● **Prompt**: Write out the records below again, putting "all instances" wherever "every instance" appears and leaving everything else unchanged.

● **Supplied records**:
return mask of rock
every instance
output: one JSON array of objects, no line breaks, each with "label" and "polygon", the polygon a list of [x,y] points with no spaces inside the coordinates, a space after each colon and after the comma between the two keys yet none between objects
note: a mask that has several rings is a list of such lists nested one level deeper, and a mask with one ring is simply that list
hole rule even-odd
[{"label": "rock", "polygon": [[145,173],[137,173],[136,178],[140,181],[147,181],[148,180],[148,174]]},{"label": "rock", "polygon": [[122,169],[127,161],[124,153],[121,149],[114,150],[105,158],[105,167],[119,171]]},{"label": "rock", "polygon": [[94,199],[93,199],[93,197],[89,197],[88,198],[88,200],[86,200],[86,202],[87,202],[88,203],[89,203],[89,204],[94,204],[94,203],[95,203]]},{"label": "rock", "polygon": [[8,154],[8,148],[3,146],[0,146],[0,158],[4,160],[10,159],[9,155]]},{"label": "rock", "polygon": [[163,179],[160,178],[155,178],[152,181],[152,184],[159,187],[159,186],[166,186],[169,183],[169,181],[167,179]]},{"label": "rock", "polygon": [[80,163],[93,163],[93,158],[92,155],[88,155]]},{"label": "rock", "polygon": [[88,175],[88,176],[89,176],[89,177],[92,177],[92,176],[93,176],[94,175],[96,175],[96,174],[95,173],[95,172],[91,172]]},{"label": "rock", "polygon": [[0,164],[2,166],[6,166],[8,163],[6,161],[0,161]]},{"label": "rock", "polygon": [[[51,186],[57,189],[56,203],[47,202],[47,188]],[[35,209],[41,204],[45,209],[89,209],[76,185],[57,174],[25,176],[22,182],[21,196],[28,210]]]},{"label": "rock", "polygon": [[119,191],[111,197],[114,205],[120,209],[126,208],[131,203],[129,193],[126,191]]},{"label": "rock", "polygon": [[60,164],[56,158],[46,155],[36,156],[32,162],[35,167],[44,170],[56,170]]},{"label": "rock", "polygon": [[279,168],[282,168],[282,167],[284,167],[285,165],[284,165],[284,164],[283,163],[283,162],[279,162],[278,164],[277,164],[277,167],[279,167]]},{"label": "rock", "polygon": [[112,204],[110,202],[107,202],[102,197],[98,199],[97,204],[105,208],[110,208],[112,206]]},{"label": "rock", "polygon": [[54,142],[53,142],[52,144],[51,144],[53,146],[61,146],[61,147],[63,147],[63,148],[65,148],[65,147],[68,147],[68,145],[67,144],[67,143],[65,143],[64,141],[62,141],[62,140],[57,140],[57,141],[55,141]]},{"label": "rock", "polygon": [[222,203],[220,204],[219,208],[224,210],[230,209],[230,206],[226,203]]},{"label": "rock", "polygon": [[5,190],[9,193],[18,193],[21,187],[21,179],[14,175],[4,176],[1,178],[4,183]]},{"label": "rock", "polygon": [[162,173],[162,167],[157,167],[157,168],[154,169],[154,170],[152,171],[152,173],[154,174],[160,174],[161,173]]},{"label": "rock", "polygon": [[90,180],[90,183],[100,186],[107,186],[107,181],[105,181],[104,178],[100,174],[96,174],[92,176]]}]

● **Output for this task**:
return mask of rock
all instances
output: one JSON array of objects, no line breaks, each with "label" and "polygon", the polygon a list of [x,y] points with no spaces inside the coordinates, a space after each colon and after the comma between the two keys yet none between objects
note: a mask that has several rings is a list of such lists nested one level deeper, and a mask with one ring is simply that list
hole rule even-odd
[{"label": "rock", "polygon": [[145,173],[137,173],[136,178],[140,181],[147,181],[148,180],[148,174]]},{"label": "rock", "polygon": [[122,169],[127,161],[124,153],[121,149],[114,150],[105,158],[105,167],[119,171]]},{"label": "rock", "polygon": [[94,199],[93,199],[93,197],[89,197],[88,198],[88,200],[86,200],[86,202],[87,202],[88,203],[89,203],[89,204],[94,204],[94,203],[95,203]]},{"label": "rock", "polygon": [[8,154],[8,148],[3,146],[0,146],[0,158],[4,160],[10,159],[9,155]]},{"label": "rock", "polygon": [[163,179],[160,178],[155,178],[152,181],[152,184],[159,187],[159,186],[166,186],[169,183],[169,181],[167,179]]},{"label": "rock", "polygon": [[80,163],[93,163],[93,158],[92,155],[88,155]]},{"label": "rock", "polygon": [[88,175],[88,176],[89,176],[89,177],[92,177],[92,176],[93,176],[94,175],[96,175],[96,174],[95,173],[95,172],[91,172]]},{"label": "rock", "polygon": [[0,164],[2,166],[6,166],[8,163],[6,161],[0,161]]},{"label": "rock", "polygon": [[[51,186],[57,189],[56,203],[47,202],[47,188]],[[35,209],[41,204],[45,209],[89,209],[76,185],[57,174],[25,176],[22,182],[21,196],[28,210]]]},{"label": "rock", "polygon": [[119,191],[111,197],[114,205],[120,209],[126,208],[131,203],[129,193],[126,191]]},{"label": "rock", "polygon": [[60,164],[56,158],[46,155],[36,156],[32,162],[35,167],[44,170],[56,170]]},{"label": "rock", "polygon": [[279,168],[282,168],[282,167],[284,167],[285,165],[284,165],[284,164],[283,163],[283,162],[279,162],[278,164],[277,164],[277,167],[279,167]]},{"label": "rock", "polygon": [[112,204],[110,202],[107,202],[102,197],[98,199],[97,204],[105,208],[110,208],[112,206]]},{"label": "rock", "polygon": [[54,142],[53,142],[52,144],[51,144],[53,146],[61,146],[61,147],[63,147],[63,148],[65,148],[65,147],[68,147],[68,145],[67,144],[67,143],[65,143],[64,141],[62,141],[62,140],[57,140],[57,141],[55,141]]},{"label": "rock", "polygon": [[222,203],[220,204],[219,208],[224,210],[230,209],[230,206],[226,203]]},{"label": "rock", "polygon": [[5,190],[9,193],[18,193],[21,187],[21,179],[14,175],[4,176],[1,178],[4,183]]},{"label": "rock", "polygon": [[162,173],[162,167],[157,167],[157,168],[154,169],[154,170],[152,171],[152,173],[154,174],[160,174],[161,173]]},{"label": "rock", "polygon": [[90,180],[90,183],[100,186],[107,186],[107,181],[105,181],[104,178],[100,174],[96,174],[92,176]]}]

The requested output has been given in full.